_TEXT EXCERPT_.

Skip to main content

Shortlist, Winner and Accolades IBP 2017 Humanities

Winner of IBP 2017 Humanities

Seth Jacobowitz, Writing Technology in Meiji Japan. A Media History of Modern Japanese Literature and Visual Culture. Harvard University Asia Center, 2015.

Superbly written, Writing Technology in Meiji Japan deploys a sophisticated analytical prism to examine the interlocked transformations of literature, language, and visual culture during a historical epoch known for its increasing efforts towards standardisation. Meiji Japan is masterfully placed in conversation with the global appearance of new media technologies. The result is a highly original media history that rethinks and reconceptualises the emergence of modern Japanese literature and culture, thus making it the deserved winner of the IBP 2017 in the Humanities.

 

Reading Committee Accolades IBP 2017 Humanities

 

Shortlist IBP 2017 Humanities

David Arnold, Toxic Histories. Poison and Pollution in Modern India. Cambridge University Press, 2016.

_DIRECTIONS FOR THIS TASK_.
Answer these questions using the IBP 2017 Humanities page above:
1. Which book won the IBP 2017 in the Humanities, and who wrote it?
2. Which press published the winning book, and in what year?
3. What is the title of the shortlisted book by David Arnold?
The stored items after this point are separate material, unrelated to the IBP 2017 Humanities page.

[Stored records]

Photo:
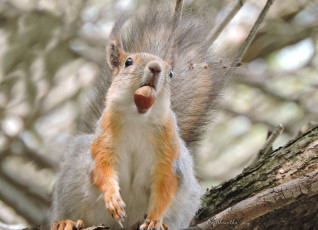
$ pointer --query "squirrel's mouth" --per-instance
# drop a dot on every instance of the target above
(144, 98)
(151, 83)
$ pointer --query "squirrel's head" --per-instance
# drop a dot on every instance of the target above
(130, 72)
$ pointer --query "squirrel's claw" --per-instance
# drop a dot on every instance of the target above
(116, 207)
(153, 225)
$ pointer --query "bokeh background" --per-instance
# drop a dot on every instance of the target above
(52, 50)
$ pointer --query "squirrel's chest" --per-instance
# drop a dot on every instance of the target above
(136, 160)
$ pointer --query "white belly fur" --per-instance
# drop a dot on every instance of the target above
(136, 156)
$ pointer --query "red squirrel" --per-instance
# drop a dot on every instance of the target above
(131, 167)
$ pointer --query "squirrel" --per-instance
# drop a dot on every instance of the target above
(131, 165)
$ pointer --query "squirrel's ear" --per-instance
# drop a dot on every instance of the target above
(115, 55)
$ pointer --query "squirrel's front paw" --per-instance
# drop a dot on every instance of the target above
(153, 225)
(115, 206)
(67, 225)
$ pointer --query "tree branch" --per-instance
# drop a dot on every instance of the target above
(241, 52)
(225, 21)
(262, 203)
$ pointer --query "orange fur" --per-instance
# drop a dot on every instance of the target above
(102, 150)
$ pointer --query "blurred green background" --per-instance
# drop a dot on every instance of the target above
(52, 50)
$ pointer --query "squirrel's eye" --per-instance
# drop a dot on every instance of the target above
(129, 62)
(170, 73)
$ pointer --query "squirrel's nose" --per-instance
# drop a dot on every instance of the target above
(154, 67)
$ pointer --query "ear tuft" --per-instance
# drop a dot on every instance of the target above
(115, 55)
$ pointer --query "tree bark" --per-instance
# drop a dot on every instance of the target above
(279, 191)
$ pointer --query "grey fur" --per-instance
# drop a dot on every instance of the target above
(75, 197)
(197, 82)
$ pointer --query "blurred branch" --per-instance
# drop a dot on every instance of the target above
(11, 226)
(30, 207)
(225, 21)
(263, 203)
(178, 12)
(28, 187)
(261, 85)
(267, 147)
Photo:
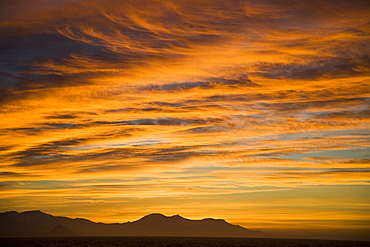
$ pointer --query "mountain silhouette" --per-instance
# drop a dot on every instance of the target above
(39, 224)
(61, 231)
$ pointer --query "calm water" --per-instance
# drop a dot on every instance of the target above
(171, 241)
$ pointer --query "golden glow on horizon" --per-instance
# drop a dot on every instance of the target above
(242, 110)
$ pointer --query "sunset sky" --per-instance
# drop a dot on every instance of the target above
(253, 111)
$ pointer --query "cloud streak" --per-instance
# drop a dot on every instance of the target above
(140, 103)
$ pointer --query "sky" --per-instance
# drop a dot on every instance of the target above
(253, 111)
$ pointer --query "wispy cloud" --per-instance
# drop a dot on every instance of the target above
(152, 101)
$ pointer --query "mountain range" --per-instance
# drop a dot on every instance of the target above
(39, 224)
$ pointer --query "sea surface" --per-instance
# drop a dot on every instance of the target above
(173, 241)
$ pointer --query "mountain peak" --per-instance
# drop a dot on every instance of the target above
(156, 224)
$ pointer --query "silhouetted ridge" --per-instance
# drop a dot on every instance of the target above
(37, 223)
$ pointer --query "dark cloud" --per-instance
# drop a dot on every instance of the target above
(241, 81)
(335, 68)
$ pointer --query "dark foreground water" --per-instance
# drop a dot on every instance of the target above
(172, 241)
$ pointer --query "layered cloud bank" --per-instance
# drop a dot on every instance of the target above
(163, 104)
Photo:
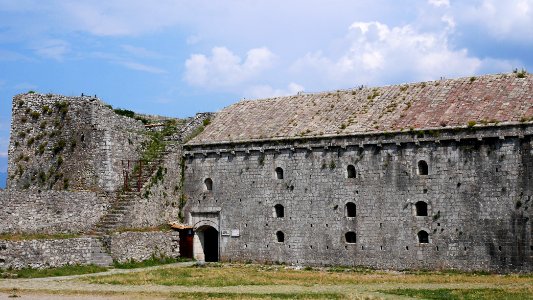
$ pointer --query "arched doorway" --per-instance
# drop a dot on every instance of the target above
(208, 238)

_YOUR SOLUTION_.
1. Writing Technology in Meiji Japan. A Media History of Modern Japanese Literature and Visual Culture, by Seth Jacobowitz.
2. Harvard University Asia Center, 2015.
3. Toxic Histories. Poison and Pollution in Modern India.